## ИСХОДНЫЙ ТЕКСТ
Таким образом, философская мысль, которая из желания удовлетворить своему собственному любопытству и приподнять хотя край завесы природы, вынуждена проникать далеко за пределы чувственных признаков и пренебрегать их определениями, в большинстве случаев поставлена бывает в необходимость возвращаться к ним, чтобы не впасть в нелепость[9]. То, что мы сказали о естественных науках, ничто в сравнении с тем, что ожидает философа в науках нравственных и политических. В первых, по крайней мере внешние чувства на половину помогают наблюдению, и если им еще многого не достает для того, чтобы быть наукой, они во всяком случае вводят нас в преддверие знания, и их истины не могут быть отвергаемы. Но что найдете вы доступного человеческому чувству в предметах, относящихся до политики и социальной организации?..

Ясно, что вопросы социальные находятся вне чувственного опыта и недоступны свидетельству чувства; они возвышаются до чистого разума, и вульгарная диалектика, с помощью рутинных определений, или обаяния красноречия, не разрешит их. Никакое внешнее указание не может служить маяком публицисту, когда увлеченный политическим вихрем гипотез (которые все входят одна в другую, которые все могут быть заменяемы одна другою, почти не изменяя ничего на деле, как мы видели это в нашей теории крайностей, и ни на одной из которых нельзя с полной научной добросовестностью остановиться предпочтительно), он по неволе спрашивает себя, не сделался ли он предметом шутки, не впал ли в галлюцинацию, не отдано ли само человечество на произвол случая и не будет ли умнее оставить мир его собственному свободному произволу, а власть первому, кто ее захватит?

Это безвыходное положение политической мысли имеет свои основательные причины: идеи повсюду находятся в колебании, как в умах властителей, заинтересованных в сохранении status quo и проявляющих в каждом действии свой скептицизм, так и во мнениях масс, бросившихся очертя голову в революцию. Никто не может похвалиться, что он верно держался одного принципа и до конца довел его последствия, или защищался от противоречащих идей. Я указал причину всего этого: она состоит в том, что политика, занимающая столь видное место в практической истории человечества, ограничивается исключительно сферой интеллекции, где идеи освобождены от бремени материи и эмпиризма.

Нужно ли после всего прибавлять, что человек постоянно действует не иначе как от избытка мыслей и что его действия суть выражение его сознания; как скоро он будет осуществлять свои соображения, то его предприятия, поступки и учреждения будут аналогическими с его мыслями, и агитация жизни сообщит агитацию мысли.

## ИСХОДНЫЕ ДАННЫЕ
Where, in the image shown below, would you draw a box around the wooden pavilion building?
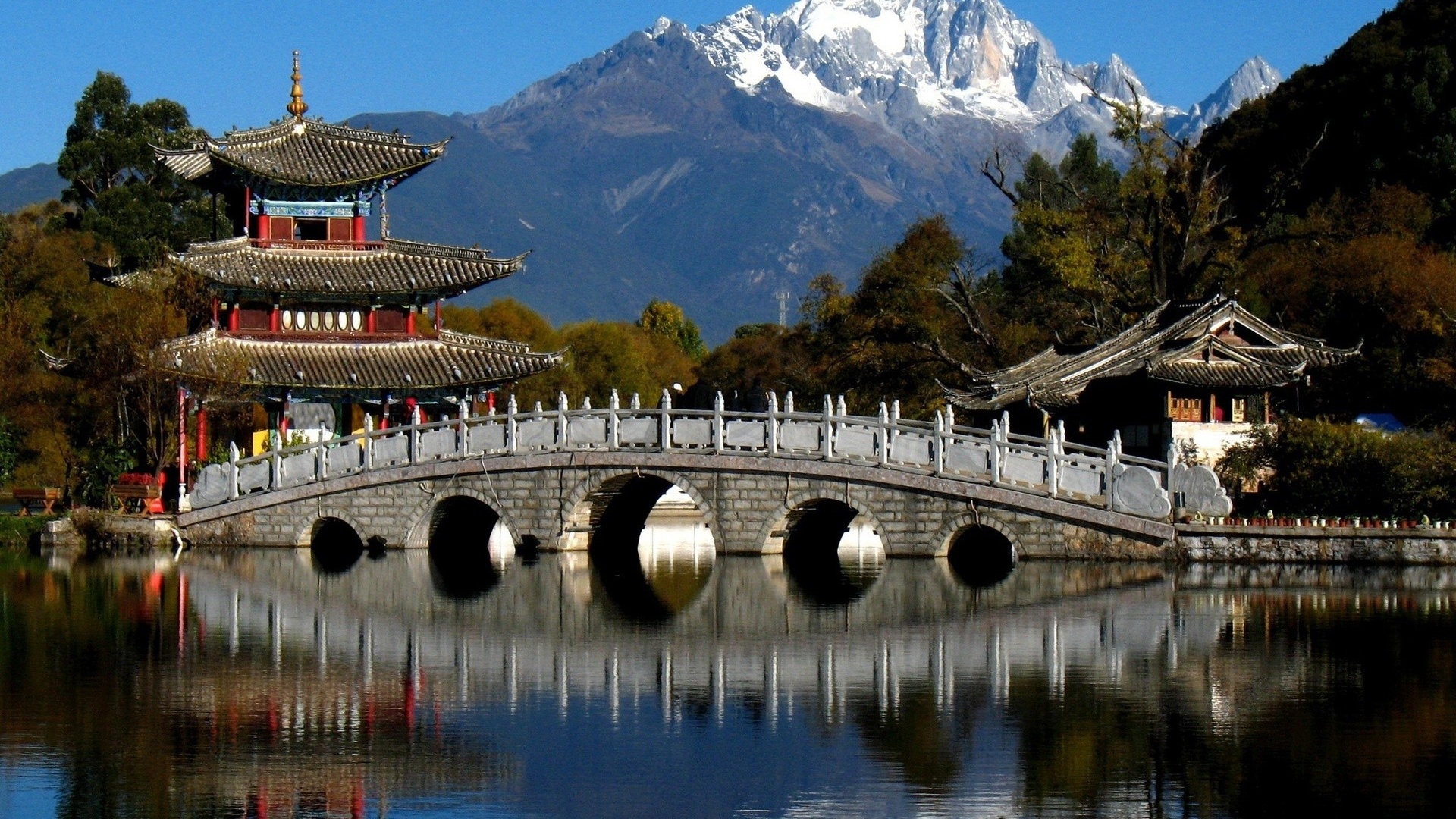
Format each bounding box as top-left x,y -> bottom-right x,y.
115,52 -> 562,460
946,296 -> 1360,465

## ПИСЬМЕННОЕ ЗАДАНИЕ
В отрывке о политической мысли замените «революцию» на «смуту» и приведите весь фрагмент, начиная со слов «Это безвыходное положение» и вплоть до слов «материи и эмпиризма.».

## ПИСЬМЕННОЕ РЕШЕНИЕ
Это безвыходное положение политической мысли имеет свои основательные причины: идеи повсюду находятся в колебании, как в умах властителей, заинтересованных в сохранении status quo и проявляющих в каждом действии свой скептицизм, так и во мнениях масс, бросившихся очертя голову в смуту. Никто не может похвалиться, что он верно держался одного принципа и до конца довел его последствия, или защищался от противоречащих идей. Я указал причину всего этого: она состоит в том, что политика, занимающая столь видное место в практической истории человечества, ограничивается исключительно сферой интеллекции, где идеи освобождены от бремени материи и эмпиризма.